• EXTRACT PROVIDED:
□ □ □
Tarkovsky Films Free Online (2010) - nsns
http://www.openculture.com/2010/07/tarkovksy.html
======
Jd
Tarkovsky is my favorite 20th century film director bar none. Here's are some
reasons why and why you might also be interested in his films:

(1) He described his art as poetry applied to cinema or "sculpting in time," a
fundamentally different conceptual idea of the cinematic art that he went to a
great length to clarify (in a book of the same name, highly recommended).

(2) His use of color is incredible. Some films, especially stalker, are near
black and white with incredibly vibrant and poignant uses of green. This is a
bit like Bergman at his best, but even better.

(3) He was deeply religious in a "mystical" sense, with a lot of respect for
past traditions, but not in a dogmatic sense and with appreciation for both
Christian and pagan elements (see Andrei Rublev for both aspects)
□ □ □
• MATERIAL SUPPLIED:
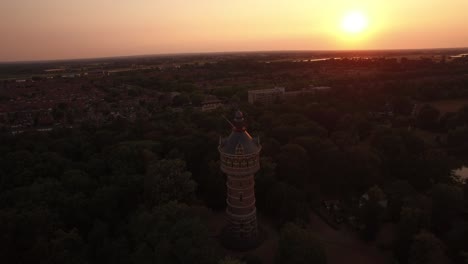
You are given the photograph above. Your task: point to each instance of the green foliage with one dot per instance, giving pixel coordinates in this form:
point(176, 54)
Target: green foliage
point(427, 249)
point(298, 245)
point(171, 233)
point(229, 260)
point(168, 180)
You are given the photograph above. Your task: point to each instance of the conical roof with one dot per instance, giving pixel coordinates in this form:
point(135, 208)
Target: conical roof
point(239, 142)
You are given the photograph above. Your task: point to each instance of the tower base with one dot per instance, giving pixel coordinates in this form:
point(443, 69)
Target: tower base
point(231, 239)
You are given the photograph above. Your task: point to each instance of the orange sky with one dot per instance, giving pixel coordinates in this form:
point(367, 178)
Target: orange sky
point(58, 29)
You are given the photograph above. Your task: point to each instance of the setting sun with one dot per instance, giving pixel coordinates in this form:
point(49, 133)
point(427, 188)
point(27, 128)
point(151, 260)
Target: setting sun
point(354, 22)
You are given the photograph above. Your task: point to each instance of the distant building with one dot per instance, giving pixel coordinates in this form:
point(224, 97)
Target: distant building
point(240, 160)
point(266, 96)
point(309, 90)
point(210, 105)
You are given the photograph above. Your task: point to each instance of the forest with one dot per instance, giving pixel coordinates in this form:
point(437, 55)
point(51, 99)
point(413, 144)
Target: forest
point(139, 192)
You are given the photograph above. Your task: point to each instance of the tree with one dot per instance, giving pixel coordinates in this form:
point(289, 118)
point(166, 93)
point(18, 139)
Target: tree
point(172, 233)
point(68, 247)
point(229, 260)
point(447, 202)
point(298, 245)
point(168, 180)
point(427, 249)
point(427, 117)
point(293, 163)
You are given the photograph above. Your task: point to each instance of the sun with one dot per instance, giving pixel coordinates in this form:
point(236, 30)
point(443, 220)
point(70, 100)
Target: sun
point(354, 22)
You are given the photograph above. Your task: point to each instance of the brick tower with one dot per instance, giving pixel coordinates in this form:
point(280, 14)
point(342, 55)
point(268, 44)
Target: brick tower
point(240, 161)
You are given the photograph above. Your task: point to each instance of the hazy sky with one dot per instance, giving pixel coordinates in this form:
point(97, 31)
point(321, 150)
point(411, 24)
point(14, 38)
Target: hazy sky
point(57, 29)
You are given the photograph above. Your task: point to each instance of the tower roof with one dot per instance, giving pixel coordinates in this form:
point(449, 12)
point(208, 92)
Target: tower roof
point(239, 142)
□ □ □
• WORK TO DO:
1/ In the records, edit the lines from the line with "of the tree" to the line with "point(293, 163)" by replacing "photograph" with "image", and give back only those lines with nothing else altered.
2/ Proceed with the comment about Tarkovsky's films, picking up from where it stops.

• ANSWERS IN ORDER:
1/
You are given the image above. Your task: point to each instance of the tree with one dot per instance, giving pixel coordinates in this form:
point(289, 118)
point(166, 93)
point(18, 139)
Target: tree
point(172, 233)
point(68, 247)
point(229, 260)
point(447, 202)
point(298, 245)
point(168, 180)
point(427, 249)
point(427, 117)
point(293, 163)

2/
(4) He knew other European traditions extremely well. Ivan's childhood is a
meditation on the war with Germany, including shots of Duehrer's prints.
Nostalgia involves his time in Italy traditions including Madonna cults and
important artwork. Sacrifice has Shakespearean references, Rembrandt, Japanese
samurai, and magical traditions. In general, his films are full of long shots
of important pieces of Renaissance art with profound meaning.

(5) He spent a lot of time thinking about the integration of technology and
the rest of life. Solaris is the futuristic spaceship version of this. Stalker
is the apocalyptic version of this.

I think in a century Tarkovsky will rightly be credited as inventing a whole
new type of cinema, his way of approaching it was fundamentally in tune with a
"mystical" sense and integrated with other forms of visual art (i.e. the long
gaze you have at a painting), and the punctuated, rhythmic reading of poetry.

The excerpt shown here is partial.